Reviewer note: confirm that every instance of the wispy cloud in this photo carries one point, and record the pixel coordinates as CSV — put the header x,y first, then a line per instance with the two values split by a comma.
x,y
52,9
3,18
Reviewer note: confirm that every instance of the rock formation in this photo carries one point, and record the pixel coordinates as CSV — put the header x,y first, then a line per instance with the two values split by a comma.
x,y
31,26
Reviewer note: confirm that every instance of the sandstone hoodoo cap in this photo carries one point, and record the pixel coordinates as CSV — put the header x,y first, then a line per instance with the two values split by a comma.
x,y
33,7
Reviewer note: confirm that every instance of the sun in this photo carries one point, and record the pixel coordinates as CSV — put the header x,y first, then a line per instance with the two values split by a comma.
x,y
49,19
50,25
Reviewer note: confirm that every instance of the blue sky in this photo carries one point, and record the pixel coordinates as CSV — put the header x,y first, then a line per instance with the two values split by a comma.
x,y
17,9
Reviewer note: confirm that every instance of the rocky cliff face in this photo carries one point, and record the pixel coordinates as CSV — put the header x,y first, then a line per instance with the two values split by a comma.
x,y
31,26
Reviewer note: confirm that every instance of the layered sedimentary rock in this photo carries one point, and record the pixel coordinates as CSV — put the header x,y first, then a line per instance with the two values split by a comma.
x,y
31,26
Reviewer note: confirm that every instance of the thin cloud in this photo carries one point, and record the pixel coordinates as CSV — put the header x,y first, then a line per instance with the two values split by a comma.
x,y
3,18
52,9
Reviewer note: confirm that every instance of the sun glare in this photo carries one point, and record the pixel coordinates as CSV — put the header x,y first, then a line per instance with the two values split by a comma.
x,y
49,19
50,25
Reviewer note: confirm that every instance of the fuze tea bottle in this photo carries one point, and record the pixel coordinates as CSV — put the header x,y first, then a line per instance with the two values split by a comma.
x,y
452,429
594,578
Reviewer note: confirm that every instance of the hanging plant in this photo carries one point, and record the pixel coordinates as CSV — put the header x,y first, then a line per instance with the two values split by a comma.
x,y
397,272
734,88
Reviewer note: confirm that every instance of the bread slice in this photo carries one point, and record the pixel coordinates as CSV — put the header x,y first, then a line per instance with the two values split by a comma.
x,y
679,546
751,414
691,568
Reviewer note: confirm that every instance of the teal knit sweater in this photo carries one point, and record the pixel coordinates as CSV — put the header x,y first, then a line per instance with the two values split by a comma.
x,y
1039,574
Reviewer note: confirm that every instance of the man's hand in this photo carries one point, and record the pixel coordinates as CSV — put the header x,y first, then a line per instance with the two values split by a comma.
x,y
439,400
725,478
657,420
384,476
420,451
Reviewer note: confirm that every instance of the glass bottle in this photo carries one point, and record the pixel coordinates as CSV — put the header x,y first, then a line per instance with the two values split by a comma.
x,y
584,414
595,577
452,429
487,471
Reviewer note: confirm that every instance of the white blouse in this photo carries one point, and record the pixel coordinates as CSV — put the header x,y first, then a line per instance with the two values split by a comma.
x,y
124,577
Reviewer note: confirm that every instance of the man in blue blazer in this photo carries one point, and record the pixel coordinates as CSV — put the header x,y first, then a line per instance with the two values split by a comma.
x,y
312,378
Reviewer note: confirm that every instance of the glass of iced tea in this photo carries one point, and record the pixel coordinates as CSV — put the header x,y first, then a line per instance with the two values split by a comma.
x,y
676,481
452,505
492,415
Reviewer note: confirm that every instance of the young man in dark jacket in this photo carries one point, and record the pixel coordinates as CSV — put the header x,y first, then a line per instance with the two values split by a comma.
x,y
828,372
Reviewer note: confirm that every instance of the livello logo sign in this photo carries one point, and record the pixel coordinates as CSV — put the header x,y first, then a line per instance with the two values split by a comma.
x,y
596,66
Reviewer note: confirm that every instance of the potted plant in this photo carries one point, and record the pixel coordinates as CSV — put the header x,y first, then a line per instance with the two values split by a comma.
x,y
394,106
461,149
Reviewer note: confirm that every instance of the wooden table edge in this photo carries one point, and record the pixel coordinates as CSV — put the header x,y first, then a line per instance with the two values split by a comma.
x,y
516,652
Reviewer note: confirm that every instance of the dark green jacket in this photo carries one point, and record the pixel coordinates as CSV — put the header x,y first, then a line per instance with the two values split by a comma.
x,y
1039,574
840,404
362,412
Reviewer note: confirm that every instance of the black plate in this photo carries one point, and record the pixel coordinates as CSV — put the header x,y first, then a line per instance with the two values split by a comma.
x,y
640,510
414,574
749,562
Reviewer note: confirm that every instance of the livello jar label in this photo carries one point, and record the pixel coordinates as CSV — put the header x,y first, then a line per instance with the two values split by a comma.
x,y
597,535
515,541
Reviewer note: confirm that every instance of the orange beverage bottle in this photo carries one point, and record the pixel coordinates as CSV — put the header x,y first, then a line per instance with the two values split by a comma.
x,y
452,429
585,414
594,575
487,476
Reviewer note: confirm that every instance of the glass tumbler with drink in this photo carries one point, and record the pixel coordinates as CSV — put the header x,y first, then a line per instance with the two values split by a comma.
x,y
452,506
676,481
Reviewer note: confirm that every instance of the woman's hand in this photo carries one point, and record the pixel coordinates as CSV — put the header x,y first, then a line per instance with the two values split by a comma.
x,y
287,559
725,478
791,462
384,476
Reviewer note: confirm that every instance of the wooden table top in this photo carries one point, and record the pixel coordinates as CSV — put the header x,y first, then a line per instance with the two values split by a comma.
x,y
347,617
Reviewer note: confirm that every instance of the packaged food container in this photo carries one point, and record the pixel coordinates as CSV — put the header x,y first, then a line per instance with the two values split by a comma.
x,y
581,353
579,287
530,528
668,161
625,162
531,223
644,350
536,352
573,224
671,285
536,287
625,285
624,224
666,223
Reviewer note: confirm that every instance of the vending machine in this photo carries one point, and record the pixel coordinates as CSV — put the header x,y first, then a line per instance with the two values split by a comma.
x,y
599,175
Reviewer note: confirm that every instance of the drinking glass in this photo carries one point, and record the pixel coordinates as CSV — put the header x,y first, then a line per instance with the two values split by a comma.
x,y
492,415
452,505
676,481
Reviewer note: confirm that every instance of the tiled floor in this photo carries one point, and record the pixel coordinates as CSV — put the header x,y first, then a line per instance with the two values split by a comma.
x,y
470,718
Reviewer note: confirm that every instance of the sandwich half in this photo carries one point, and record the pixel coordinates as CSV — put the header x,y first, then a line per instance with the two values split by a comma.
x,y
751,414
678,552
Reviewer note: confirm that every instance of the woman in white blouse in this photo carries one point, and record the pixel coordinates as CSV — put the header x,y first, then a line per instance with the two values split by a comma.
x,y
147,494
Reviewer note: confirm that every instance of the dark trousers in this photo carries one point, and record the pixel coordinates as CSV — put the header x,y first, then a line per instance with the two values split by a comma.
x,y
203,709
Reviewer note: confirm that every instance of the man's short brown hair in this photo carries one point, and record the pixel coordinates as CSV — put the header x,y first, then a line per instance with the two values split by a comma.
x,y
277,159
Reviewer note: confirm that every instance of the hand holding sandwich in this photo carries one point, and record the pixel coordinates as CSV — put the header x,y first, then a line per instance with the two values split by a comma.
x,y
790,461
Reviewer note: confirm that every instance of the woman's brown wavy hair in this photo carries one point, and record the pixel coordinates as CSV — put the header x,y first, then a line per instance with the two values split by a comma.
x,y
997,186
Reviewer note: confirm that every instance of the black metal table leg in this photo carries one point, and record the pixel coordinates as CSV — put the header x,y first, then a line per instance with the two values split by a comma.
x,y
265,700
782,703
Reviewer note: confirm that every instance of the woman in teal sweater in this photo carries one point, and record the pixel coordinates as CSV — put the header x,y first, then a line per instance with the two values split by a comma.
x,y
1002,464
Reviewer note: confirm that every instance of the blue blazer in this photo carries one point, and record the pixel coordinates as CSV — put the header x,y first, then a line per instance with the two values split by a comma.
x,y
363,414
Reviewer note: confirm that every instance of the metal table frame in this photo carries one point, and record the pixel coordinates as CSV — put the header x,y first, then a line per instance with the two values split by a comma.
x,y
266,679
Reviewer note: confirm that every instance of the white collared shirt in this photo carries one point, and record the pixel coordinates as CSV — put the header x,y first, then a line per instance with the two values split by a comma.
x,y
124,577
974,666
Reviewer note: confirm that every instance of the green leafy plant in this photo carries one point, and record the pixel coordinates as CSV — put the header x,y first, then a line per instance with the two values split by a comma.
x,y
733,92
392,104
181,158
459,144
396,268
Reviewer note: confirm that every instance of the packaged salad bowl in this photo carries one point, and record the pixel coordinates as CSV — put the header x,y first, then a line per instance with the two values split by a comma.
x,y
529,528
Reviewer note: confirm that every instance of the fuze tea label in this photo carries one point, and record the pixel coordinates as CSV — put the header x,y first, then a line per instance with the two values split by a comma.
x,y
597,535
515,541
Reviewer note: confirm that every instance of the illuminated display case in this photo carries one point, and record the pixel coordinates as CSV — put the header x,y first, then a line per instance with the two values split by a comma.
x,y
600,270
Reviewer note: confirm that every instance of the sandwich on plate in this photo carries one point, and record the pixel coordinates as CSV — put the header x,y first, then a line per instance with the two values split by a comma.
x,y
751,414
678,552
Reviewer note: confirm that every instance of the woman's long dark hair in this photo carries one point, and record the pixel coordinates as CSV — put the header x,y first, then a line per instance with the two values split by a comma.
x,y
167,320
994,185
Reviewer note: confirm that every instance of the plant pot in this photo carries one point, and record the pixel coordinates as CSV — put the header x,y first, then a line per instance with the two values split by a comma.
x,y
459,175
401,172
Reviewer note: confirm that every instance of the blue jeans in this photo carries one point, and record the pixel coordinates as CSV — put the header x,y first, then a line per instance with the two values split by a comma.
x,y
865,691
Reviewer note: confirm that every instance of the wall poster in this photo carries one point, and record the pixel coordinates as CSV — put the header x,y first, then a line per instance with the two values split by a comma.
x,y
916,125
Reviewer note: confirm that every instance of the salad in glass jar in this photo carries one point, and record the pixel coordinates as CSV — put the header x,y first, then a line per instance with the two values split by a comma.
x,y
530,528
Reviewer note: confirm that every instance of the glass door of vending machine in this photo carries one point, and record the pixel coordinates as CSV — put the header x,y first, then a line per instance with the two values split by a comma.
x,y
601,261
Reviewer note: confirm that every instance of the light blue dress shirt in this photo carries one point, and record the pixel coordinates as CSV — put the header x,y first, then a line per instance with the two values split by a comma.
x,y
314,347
*-*-*
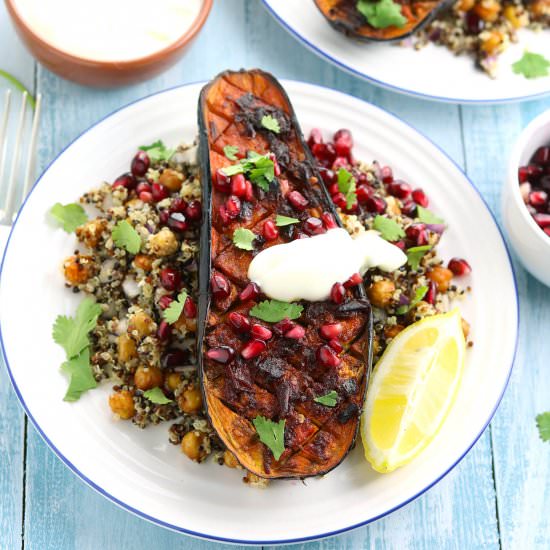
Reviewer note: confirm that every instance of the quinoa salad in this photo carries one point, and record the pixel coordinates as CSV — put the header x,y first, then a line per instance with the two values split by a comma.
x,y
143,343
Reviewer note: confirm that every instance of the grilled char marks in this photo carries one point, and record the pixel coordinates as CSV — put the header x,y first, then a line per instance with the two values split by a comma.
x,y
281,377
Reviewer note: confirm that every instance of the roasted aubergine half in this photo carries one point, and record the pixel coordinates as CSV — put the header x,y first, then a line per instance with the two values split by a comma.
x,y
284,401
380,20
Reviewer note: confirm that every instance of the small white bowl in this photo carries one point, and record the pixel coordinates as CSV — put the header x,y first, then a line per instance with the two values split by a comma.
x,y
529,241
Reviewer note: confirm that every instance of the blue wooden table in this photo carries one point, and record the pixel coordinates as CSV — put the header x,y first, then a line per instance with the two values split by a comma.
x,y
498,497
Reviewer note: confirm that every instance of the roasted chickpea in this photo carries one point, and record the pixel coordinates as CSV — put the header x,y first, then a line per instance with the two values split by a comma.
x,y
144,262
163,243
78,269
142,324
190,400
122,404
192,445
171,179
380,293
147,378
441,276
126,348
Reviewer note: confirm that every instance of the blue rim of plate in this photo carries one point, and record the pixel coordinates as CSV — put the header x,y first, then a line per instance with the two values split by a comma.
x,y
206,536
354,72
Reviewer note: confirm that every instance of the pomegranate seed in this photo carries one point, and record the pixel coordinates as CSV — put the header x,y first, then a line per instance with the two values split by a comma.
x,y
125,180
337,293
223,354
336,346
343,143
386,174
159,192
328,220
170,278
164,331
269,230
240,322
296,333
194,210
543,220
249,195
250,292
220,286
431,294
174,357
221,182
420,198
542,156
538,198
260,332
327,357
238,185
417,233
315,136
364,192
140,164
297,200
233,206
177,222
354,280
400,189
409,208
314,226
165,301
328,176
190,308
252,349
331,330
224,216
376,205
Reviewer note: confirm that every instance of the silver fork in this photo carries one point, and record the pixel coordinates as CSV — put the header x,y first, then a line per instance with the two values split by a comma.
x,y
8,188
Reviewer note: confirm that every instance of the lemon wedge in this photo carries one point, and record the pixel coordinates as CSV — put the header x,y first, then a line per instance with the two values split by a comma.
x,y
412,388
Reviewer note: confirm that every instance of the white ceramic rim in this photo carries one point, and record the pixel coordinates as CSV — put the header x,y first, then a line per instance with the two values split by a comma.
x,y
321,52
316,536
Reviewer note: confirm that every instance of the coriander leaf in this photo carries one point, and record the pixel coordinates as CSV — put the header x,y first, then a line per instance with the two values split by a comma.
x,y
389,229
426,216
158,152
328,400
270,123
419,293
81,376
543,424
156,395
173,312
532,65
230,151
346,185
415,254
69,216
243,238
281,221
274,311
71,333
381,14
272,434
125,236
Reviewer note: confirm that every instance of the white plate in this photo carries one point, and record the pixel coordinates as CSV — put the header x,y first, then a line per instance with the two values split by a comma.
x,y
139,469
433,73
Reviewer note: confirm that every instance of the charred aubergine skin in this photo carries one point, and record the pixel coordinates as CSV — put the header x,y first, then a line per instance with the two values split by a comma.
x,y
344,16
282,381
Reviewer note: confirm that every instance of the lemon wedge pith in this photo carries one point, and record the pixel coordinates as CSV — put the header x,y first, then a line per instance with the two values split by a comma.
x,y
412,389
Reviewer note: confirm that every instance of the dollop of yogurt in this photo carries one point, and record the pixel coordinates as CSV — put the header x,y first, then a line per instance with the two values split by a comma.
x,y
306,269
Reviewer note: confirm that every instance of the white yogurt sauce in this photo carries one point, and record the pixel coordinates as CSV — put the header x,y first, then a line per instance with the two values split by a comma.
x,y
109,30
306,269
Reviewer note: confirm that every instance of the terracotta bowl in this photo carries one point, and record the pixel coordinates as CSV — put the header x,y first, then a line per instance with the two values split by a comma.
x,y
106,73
*-*-*
Instruksi:
Saringlah data di atas dan salin setiap baris yang memuat kata "knit".

Jawaban Tugas:
Reviewer note: confirm that every instance of the teal knit sweater in this photo carries one point, and record the pixel coordinates as CSV — put the header x,y first, then a line per instance with the two values split by a comma.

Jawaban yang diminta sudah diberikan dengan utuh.